• [STATED EXERCISE] Can you quote exactly the stretch of lines from the one with "Teacher note: locate the shirt" through the final line of the material, both ends included?

:: RECORDS PROVIDED

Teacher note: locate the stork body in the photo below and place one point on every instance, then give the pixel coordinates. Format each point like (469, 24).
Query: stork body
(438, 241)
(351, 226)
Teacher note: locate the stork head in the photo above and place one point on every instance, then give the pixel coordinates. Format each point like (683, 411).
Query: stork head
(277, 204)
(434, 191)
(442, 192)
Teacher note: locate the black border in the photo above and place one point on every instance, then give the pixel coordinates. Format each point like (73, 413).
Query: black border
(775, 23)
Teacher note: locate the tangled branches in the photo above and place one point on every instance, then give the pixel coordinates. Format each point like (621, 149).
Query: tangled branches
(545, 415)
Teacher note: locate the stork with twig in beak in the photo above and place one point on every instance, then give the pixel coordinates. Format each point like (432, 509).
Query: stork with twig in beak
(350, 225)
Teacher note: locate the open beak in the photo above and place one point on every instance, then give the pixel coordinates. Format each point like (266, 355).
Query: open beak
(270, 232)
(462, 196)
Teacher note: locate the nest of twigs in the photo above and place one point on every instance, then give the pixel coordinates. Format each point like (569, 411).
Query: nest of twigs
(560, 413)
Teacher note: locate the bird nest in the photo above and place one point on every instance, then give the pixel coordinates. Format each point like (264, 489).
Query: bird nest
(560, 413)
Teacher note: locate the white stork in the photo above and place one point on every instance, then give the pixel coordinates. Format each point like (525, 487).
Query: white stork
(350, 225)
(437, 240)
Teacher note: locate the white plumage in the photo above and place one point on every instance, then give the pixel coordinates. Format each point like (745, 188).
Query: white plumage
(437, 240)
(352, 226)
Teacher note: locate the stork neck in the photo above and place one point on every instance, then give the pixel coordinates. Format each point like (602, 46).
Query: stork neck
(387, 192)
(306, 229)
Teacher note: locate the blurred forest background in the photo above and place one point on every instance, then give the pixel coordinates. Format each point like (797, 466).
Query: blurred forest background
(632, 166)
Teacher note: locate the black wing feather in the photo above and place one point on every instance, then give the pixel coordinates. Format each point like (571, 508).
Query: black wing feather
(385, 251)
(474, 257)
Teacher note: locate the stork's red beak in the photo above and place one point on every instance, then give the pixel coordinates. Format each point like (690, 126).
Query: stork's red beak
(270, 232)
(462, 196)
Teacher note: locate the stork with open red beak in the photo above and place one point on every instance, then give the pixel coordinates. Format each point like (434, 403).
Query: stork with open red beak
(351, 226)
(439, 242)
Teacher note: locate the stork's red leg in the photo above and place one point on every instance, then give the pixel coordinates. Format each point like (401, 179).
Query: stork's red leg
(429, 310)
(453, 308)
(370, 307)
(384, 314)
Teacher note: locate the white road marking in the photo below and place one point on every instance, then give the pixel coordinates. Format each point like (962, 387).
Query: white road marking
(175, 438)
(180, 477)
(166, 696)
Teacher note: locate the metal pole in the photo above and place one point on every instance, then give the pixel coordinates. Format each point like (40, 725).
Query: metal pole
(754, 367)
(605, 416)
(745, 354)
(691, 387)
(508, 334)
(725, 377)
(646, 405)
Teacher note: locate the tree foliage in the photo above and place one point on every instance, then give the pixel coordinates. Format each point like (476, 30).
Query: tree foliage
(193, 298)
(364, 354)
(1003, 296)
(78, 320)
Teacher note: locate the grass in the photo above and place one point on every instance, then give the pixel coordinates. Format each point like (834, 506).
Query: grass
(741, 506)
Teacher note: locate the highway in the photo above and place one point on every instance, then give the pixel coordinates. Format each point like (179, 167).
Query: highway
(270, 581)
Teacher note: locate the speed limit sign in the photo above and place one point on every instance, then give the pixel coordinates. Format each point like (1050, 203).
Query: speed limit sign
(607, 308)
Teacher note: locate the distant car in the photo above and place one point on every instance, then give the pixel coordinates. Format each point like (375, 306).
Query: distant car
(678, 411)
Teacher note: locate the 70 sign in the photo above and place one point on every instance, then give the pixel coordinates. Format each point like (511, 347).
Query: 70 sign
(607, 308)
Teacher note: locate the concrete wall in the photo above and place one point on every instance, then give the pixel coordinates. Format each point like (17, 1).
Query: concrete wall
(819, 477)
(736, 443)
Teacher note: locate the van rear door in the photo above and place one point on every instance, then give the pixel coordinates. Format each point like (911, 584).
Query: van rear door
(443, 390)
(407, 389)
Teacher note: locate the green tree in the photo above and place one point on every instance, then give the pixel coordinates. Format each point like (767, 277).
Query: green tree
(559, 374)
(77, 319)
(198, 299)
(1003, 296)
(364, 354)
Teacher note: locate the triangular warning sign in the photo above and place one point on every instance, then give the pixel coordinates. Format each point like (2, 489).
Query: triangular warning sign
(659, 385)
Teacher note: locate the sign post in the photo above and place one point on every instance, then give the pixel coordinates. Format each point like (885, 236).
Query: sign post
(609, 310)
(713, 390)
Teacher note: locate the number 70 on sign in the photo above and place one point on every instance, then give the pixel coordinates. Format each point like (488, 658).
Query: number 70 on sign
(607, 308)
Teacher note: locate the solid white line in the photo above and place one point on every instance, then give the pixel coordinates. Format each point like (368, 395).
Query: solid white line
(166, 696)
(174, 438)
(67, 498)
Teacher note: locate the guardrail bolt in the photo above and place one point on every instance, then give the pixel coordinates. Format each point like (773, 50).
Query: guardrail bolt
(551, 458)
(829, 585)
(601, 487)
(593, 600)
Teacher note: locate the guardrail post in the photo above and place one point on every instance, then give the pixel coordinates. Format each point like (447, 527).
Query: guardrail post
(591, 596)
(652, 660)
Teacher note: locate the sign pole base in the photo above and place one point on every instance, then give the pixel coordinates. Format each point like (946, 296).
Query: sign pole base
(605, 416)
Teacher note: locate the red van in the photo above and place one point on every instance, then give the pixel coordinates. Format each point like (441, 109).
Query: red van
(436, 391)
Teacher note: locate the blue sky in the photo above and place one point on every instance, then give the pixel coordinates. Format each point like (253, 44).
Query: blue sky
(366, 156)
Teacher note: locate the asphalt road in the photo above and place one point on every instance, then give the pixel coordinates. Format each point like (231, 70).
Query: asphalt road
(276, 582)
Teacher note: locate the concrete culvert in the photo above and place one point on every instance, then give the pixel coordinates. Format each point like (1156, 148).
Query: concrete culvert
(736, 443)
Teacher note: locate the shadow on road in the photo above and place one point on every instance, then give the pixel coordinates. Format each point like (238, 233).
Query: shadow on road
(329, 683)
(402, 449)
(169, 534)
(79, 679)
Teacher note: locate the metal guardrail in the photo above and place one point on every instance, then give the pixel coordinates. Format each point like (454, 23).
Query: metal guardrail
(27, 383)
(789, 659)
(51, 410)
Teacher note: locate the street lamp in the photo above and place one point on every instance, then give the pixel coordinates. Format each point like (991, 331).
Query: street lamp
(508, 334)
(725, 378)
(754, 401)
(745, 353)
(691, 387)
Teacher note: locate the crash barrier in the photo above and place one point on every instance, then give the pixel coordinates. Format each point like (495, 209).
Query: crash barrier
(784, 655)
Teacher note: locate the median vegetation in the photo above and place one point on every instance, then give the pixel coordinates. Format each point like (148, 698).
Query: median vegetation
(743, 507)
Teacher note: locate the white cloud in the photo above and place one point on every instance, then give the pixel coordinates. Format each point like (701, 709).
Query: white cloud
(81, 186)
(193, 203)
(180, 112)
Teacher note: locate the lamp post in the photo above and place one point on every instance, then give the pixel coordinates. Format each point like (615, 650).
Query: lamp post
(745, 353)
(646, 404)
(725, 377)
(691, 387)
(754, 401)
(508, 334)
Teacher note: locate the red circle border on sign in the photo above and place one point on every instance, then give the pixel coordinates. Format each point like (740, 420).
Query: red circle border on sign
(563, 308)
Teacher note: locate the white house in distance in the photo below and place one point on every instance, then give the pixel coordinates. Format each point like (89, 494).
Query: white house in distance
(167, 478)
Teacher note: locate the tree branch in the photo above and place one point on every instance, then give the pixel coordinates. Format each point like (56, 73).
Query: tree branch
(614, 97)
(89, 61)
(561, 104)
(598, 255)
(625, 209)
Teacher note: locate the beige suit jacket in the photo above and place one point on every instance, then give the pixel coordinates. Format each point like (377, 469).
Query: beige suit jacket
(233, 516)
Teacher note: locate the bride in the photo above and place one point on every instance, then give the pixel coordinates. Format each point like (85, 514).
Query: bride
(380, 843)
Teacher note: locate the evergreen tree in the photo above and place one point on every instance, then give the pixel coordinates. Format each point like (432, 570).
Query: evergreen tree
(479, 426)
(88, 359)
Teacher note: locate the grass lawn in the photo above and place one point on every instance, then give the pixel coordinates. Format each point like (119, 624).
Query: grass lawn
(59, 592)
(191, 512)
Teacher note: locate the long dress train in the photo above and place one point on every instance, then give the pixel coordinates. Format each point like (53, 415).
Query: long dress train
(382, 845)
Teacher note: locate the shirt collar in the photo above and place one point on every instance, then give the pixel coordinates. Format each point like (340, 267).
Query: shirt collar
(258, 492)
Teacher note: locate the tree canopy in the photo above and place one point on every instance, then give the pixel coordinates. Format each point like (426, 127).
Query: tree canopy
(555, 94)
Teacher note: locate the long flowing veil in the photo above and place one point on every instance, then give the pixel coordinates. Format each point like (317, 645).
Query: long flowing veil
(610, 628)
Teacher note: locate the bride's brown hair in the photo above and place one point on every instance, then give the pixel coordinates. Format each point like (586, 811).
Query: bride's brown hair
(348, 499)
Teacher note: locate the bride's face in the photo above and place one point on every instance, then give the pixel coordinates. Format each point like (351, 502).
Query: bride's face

::::

• [RESULT FOR THIS EXERCISE]
Teacher note: locate the shirt collar in the photo above and place one point on every instance, then give the pixel coordinates. Format each point like (340, 267).
Query: shirt collar
(258, 492)
Teacher note: locate the tree canopy in the photo above and place one point on every instance, then give the pixel coordinates. Format each point like (426, 127).
Query: tree canopy
(555, 94)
Teacher note: locate the long flowing veil in the photo above and place one point on every instance, then give the pixel coordinates. Format each point like (317, 645).
Query: long flowing veil
(610, 628)
Teacher note: locate the bride's brown hair in the photo above and place one point on every instance, then give the pixel coordinates. Format each point like (586, 811).
Query: bride's brown hair
(348, 499)
Teacher note: locate the bride's face in the photo above and place one point on every instance, then give the pixel coordinates. Format each point like (351, 502).
Query: bride's face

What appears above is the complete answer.